:: Text passage ::
- - -

The Supreme Court overturns the "wall" of the PSOE of Gran Canaria against holiday homes in Maspalomas

GARA HERNÁNDEZ - M24H Wednesday, December 31, 2025

The regulatory house of cards that the PSOE (Spanish Socialist Workers' Party) in the Gran Canaria Tourism Board and its government partners had built to stifle holiday rentals has just suffered a crack that threatens to bring down the entire structure. In a devastating ruling dated December 17, 2025, to which Maspalomas24H has had access, the Supreme Court not only agreed to review the appeal of a private owner, but also called into question the central tenet of the Island Council's tourism policy: the exclusivity of large operators.

For years, the Gran Canaria administration has used the "principle of unified management" as a legal weapon to declare the "impossibility of continuing the activity" of hundreds of small property owners. The position of the Socialist Party (PSOE) and the Tourism Board was simple and unequivocal: if a building was originally built for tourism, only one company could manage it. If you owned an apartment there, you either handed it over to the official operator or left it vacant; renting vacation accommodations independently was, in effect, illegal.

The presiding judge, Diego Córdoba Castroverde, was direct in stating that this interpretation could be violating fundamental free market rights. The Supreme Court emphasizes that there is an "objective legal interest" because the PSOE's (Spanish Socialist Workers' Party) decision in Gran Canaria affects a "huge number of individual situations" and the economy of thousands of families in "Fuerteventura, Lanzarote, Gran Canaria, and Tenerife."

- - -

:: Record excerpts ::

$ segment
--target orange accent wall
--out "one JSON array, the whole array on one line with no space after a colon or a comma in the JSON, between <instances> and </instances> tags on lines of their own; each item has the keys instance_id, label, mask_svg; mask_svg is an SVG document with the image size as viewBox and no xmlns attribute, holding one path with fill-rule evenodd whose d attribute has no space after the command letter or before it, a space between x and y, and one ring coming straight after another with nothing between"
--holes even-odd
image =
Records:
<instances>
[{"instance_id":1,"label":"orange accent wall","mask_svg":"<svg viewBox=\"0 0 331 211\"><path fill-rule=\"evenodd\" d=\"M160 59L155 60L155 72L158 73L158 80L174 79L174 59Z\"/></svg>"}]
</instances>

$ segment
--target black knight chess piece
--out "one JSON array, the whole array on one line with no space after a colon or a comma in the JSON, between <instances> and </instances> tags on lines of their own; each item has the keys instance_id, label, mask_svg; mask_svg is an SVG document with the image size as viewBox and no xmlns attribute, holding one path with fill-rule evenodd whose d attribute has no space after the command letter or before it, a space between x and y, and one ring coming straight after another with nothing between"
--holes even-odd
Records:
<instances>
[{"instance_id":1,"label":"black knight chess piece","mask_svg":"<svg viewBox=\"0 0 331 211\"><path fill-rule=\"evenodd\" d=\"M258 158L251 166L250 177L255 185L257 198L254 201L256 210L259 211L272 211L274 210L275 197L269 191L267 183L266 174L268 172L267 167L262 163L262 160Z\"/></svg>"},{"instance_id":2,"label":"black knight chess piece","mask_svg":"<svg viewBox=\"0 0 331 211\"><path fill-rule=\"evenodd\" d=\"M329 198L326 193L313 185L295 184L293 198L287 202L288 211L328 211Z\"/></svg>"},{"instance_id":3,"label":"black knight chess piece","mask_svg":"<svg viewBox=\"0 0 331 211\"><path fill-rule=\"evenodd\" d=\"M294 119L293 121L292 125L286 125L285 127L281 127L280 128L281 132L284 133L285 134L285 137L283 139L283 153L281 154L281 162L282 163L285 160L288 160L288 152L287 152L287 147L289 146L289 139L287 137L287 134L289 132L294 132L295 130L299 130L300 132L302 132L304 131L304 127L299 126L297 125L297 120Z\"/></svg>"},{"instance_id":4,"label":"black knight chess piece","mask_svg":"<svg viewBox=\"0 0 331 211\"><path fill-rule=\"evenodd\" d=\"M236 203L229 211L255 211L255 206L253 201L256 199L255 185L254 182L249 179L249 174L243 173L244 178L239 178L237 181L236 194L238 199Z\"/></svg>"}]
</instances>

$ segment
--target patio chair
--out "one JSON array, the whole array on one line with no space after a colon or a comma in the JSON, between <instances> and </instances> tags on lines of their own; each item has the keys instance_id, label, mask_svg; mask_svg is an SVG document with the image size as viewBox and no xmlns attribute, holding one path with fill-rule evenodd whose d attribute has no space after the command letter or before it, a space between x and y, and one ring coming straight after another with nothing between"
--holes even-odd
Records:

- - -

Answer these questions from the text on holiday homes in Maspalomas.
1. On what date was the Supreme Court ruling issued?
2. What principle did the Gran Canaria administration use as a legal weapon against small property owners?
3. Who is the presiding judge?
Use only the text on holiday homes in Maspalomas, not the lines.

:: Output for this exercise ::
1. December 17, 2025
2. The "principle of unified management"
3. Diego Córdoba Castroverde